═════ Supplied passage

They also are pretty versatile since you can use them raw in salads. You can roast them and they get an almost sweet flavor that is amazing. I took the easy way out for this recipe. I know you’re shocked. I just chopped the greens off and shredded the beets in a food processor. No cooking required. Don’t forget to save your beet greens and saute them. Don’t just toss them in the trash.

Roasted Shrimp with Beets and White Beans Roasted Shrimp with Beets and Beans

  • 1 cup (100g) yellow onion, diced
  • 15 oz can cannellini (white kidney) beans, drained and rinsed
  • 1/4 cup low sodium chicken broth
  • 12 oz cooked medium shrimp, shells removed
  • 1 1/2 cups (200g) shredded beets
  • 1 Tbsp lemon juice
  • 1 Tbsp balsamic vinegar
  • 1 tsp spicy brown mustard
  • 1 Tbsp olive oil
  • 1/4 cup fresh cilantro

Heat a pan over medium heat and spray with non-stick spray. Add the onions and cook for 5 minutes until softened. Add the beans and chicken broth. Simmer for another 5 minutes until most of the liquid evaporates. Remove from heat.

══════════
═════ Data under study

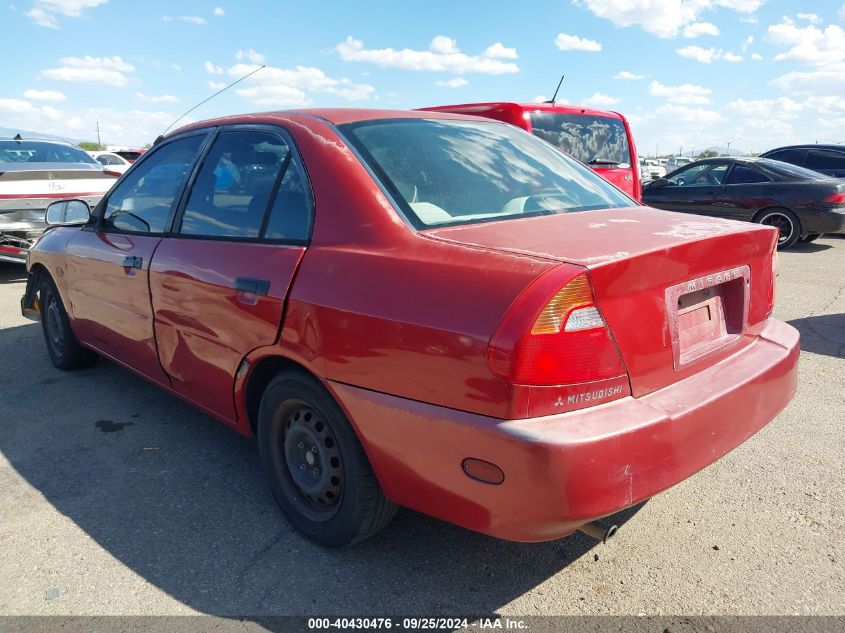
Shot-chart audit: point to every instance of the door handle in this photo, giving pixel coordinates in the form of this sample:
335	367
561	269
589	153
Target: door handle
252	285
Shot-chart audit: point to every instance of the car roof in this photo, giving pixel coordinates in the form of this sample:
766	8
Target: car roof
563	108
838	148
334	116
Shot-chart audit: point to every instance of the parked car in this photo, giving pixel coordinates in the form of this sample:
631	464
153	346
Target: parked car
602	140
131	155
651	169
111	161
34	173
426	310
800	203
826	159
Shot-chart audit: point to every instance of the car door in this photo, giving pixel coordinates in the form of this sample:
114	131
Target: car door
695	189
745	191
107	263
220	280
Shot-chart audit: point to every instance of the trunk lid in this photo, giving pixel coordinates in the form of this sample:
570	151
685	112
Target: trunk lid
679	292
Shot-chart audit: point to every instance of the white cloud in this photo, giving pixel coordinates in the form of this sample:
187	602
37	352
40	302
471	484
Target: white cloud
697	29
46	12
699	54
567	42
812	18
109	71
684	94
624	74
443	56
599	99
500	51
157	99
213	69
277	87
251	56
663	18
823	79
455	82
188	19
45	95
808	44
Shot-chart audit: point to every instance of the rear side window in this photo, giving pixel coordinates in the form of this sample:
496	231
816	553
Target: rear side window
594	140
819	159
793	156
742	175
235	187
143	201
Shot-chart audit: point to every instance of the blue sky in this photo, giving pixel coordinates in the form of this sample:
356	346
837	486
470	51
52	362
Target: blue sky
687	73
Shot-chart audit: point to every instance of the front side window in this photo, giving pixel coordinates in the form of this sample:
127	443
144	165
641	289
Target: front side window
144	200
446	172
742	175
594	140
702	174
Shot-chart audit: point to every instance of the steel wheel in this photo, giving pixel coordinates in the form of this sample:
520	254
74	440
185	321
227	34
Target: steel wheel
53	327
788	226
312	460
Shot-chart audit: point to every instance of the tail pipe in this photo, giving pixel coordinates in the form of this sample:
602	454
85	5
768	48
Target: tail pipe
599	530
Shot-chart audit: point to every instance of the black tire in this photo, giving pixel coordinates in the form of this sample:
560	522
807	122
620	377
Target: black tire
64	349
785	221
331	496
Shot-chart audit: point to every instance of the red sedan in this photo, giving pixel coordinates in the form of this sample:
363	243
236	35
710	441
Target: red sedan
422	309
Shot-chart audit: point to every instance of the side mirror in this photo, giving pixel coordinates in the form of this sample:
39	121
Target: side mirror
67	213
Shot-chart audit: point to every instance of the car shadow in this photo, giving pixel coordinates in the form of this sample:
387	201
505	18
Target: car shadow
11	273
823	334
809	247
180	500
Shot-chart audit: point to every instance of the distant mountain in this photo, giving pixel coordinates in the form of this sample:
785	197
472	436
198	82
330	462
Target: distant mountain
6	133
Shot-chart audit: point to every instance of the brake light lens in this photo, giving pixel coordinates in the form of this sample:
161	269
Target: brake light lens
555	340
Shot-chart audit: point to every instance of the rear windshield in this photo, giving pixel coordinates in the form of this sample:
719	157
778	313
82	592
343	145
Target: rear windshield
594	140
457	172
41	152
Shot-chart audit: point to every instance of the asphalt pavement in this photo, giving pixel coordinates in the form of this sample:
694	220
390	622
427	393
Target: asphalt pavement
120	499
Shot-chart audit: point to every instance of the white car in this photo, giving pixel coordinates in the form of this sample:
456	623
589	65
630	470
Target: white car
111	161
34	173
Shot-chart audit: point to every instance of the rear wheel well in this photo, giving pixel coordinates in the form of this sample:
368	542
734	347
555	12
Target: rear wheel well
265	370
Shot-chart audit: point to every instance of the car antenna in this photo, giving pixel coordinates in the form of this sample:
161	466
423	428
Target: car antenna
552	100
204	101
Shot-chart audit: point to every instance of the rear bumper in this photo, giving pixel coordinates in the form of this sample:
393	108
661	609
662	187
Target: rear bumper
564	470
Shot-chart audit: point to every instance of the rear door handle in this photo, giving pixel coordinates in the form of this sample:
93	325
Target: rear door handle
252	286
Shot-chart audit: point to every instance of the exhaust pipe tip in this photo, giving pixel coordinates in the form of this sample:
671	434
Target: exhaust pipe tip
599	530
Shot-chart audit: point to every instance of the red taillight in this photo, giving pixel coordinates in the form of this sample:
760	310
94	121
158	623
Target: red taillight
554	334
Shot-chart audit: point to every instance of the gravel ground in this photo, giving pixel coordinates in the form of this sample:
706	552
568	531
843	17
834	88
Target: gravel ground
119	499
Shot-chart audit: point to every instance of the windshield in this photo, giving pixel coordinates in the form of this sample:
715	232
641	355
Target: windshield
594	140
41	152
456	172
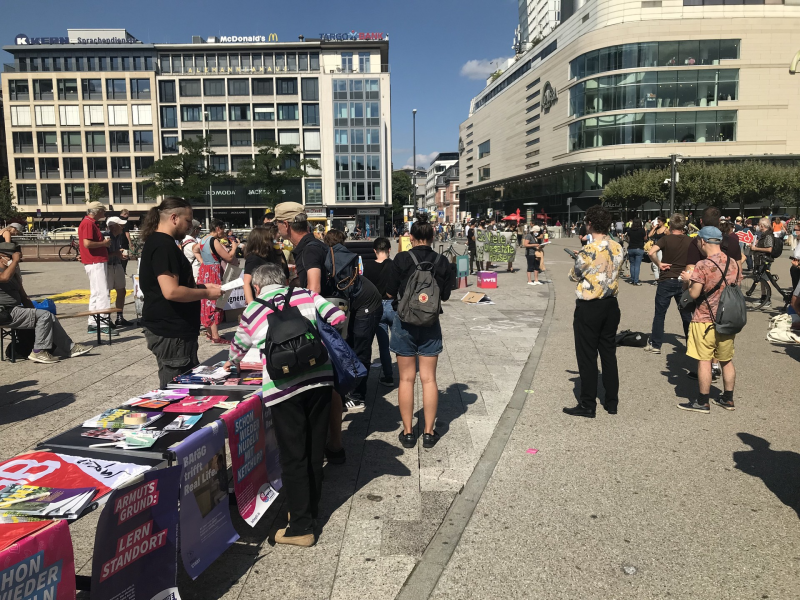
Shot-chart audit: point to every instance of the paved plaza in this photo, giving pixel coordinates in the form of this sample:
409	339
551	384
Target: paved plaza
650	503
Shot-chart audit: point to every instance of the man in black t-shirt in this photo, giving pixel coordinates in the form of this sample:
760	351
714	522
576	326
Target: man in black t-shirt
171	313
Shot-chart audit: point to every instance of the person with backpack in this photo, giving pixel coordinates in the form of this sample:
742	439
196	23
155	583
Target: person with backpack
711	280
422	280
297	386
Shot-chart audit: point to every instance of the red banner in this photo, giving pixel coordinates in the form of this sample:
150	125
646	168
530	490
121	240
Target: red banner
40	565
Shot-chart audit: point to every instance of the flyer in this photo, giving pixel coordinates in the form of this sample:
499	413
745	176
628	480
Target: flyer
246	439
206	527
135	547
39	565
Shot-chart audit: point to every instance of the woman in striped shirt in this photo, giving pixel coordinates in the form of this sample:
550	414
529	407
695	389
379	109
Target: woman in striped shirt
300	404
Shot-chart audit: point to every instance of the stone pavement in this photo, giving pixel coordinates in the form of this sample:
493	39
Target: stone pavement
380	509
653	502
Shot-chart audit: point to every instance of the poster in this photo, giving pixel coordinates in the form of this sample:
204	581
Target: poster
40	566
135	547
206	528
48	469
246	439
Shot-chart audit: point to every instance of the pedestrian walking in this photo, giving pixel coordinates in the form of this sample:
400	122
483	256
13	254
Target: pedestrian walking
704	343
596	317
669	256
171	312
411	342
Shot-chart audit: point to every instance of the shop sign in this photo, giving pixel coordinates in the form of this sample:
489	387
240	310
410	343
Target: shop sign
353	36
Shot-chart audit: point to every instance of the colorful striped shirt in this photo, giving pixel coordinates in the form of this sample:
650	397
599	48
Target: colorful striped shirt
252	332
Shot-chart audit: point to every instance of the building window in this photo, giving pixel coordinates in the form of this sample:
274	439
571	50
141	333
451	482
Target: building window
43	89
313	192
119	141
26	194
116	90
75	193
656	54
288	112
47	141
25	168
73	168
241	137
140	89
118	115
654	89
166	91
190	88
653	128
169	143
214	87
309	88
18	89
97	167
45	115
190	114
238	87
169	117
67	89
239	112
219	164
142	141
70	116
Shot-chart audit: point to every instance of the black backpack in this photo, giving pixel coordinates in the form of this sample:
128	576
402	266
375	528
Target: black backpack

══════════

__Tasks to perform__
**A.** List every ingredient in the shrimp recipe that is measured in tablespoons.
**B.** Based on the shrimp recipe, why are beets described as pretty versatile?

__Answers to the tasks__
**A.** Lemon juice, balsamic vinegar, olive oil

**B.** They can be eaten raw in salads. They can also be roasted, which gives them an almost sweet flavor.